__What you are asked to do__
Repeat the lines of the data exactly and exclude any picture among them.

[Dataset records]

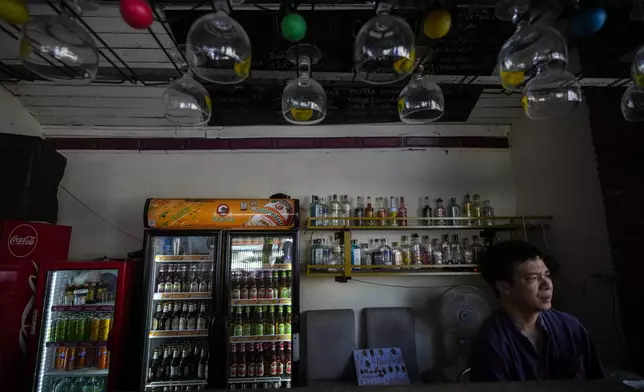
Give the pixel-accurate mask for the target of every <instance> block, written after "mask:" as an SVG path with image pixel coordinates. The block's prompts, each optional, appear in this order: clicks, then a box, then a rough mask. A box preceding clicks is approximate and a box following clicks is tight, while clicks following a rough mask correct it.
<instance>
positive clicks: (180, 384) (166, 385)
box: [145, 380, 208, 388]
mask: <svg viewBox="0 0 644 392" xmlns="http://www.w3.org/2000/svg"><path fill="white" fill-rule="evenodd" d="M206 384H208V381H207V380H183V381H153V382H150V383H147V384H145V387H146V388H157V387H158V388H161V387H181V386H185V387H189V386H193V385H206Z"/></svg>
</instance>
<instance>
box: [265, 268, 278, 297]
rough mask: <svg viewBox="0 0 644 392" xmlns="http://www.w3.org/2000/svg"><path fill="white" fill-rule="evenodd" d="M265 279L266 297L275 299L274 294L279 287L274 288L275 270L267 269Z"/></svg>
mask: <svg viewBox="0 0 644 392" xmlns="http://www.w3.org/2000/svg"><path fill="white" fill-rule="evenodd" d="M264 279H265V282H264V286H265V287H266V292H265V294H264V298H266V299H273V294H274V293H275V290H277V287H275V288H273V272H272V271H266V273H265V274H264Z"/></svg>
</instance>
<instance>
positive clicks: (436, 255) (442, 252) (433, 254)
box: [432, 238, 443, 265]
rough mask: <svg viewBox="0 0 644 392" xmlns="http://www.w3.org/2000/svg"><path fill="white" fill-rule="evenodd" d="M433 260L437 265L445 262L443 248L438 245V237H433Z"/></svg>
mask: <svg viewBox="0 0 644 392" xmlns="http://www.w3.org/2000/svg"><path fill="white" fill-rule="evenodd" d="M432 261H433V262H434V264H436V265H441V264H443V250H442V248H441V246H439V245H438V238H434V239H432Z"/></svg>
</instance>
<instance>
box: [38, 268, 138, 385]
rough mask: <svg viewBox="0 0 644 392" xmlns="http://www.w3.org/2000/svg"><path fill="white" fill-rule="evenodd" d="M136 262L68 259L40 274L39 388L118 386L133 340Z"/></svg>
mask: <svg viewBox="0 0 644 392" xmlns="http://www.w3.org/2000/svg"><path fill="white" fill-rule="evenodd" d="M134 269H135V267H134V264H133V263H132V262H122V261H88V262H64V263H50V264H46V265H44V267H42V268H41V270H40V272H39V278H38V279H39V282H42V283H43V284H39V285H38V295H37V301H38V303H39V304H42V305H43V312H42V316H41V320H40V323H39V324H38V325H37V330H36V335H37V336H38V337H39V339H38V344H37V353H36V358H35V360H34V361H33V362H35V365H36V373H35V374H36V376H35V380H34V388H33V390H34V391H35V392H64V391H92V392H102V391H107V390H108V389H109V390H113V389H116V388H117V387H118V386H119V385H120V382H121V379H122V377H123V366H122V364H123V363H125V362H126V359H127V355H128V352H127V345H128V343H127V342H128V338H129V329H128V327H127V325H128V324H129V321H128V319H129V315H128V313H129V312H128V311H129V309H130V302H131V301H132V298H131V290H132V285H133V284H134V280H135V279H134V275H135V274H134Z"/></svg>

__Answer below__
Give the pixel-accurate mask for the target of every <instance> block, written after "mask:" as an SVG path with image pixel coordinates. The block's prompts, each optional, appear in this order: clicks, then a box, then a rough mask. A box preceding clicks is approximate and a box following clicks is tight, while clicks following a rough mask correct it.
<instance>
positive clicks: (180, 384) (166, 385)
box: [145, 380, 208, 388]
mask: <svg viewBox="0 0 644 392" xmlns="http://www.w3.org/2000/svg"><path fill="white" fill-rule="evenodd" d="M206 384H208V381H207V380H183V381H153V382H150V383H147V384H145V387H146V388H157V387H158V388H161V387H181V386H185V387H189V386H193V385H206Z"/></svg>
</instance>
<instance>
box: [265, 268, 278, 297]
rough mask: <svg viewBox="0 0 644 392" xmlns="http://www.w3.org/2000/svg"><path fill="white" fill-rule="evenodd" d="M265 279L266 297L275 299L274 294L279 287L274 288L275 270L267 269Z"/></svg>
mask: <svg viewBox="0 0 644 392" xmlns="http://www.w3.org/2000/svg"><path fill="white" fill-rule="evenodd" d="M264 279H265V282H264V286H265V287H266V292H265V294H264V298H266V299H273V294H274V293H275V290H277V287H275V288H273V272H272V271H266V273H265V274H264Z"/></svg>
</instance>
<instance>
positive clicks: (436, 255) (442, 252) (433, 254)
box: [432, 238, 443, 265]
rough mask: <svg viewBox="0 0 644 392" xmlns="http://www.w3.org/2000/svg"><path fill="white" fill-rule="evenodd" d="M433 260L437 265L445 262L443 248L438 245V237H433Z"/></svg>
mask: <svg viewBox="0 0 644 392" xmlns="http://www.w3.org/2000/svg"><path fill="white" fill-rule="evenodd" d="M432 261H433V262H434V264H436V265H441V264H443V250H442V248H441V246H439V245H438V238H434V239H432Z"/></svg>
</instance>
<instance>
box: [38, 268, 138, 385]
rough mask: <svg viewBox="0 0 644 392" xmlns="http://www.w3.org/2000/svg"><path fill="white" fill-rule="evenodd" d="M136 262L68 259L40 274L39 388L118 386L133 340Z"/></svg>
mask: <svg viewBox="0 0 644 392" xmlns="http://www.w3.org/2000/svg"><path fill="white" fill-rule="evenodd" d="M134 269H135V267H134V264H133V263H132V262H122V261H88V262H64V263H50V264H46V265H44V267H42V268H41V270H40V272H39V278H38V279H39V282H42V283H43V284H39V285H38V295H37V301H38V303H39V304H42V305H43V312H42V316H41V320H40V323H39V324H38V325H37V330H36V335H37V336H38V337H39V339H38V344H37V353H36V358H35V360H34V361H33V362H35V365H36V373H35V374H36V376H35V380H34V388H33V390H34V391H35V392H64V391H92V392H102V391H107V390H108V389H109V390H113V389H116V388H117V387H118V386H119V385H120V382H121V379H122V377H123V366H122V364H123V363H125V362H126V359H127V355H128V352H127V345H128V343H127V342H128V338H129V329H128V327H127V325H128V324H129V321H128V319H129V315H128V313H129V312H128V311H129V309H130V302H131V301H132V298H131V290H132V285H133V284H134V280H135V279H134V275H135V274H134Z"/></svg>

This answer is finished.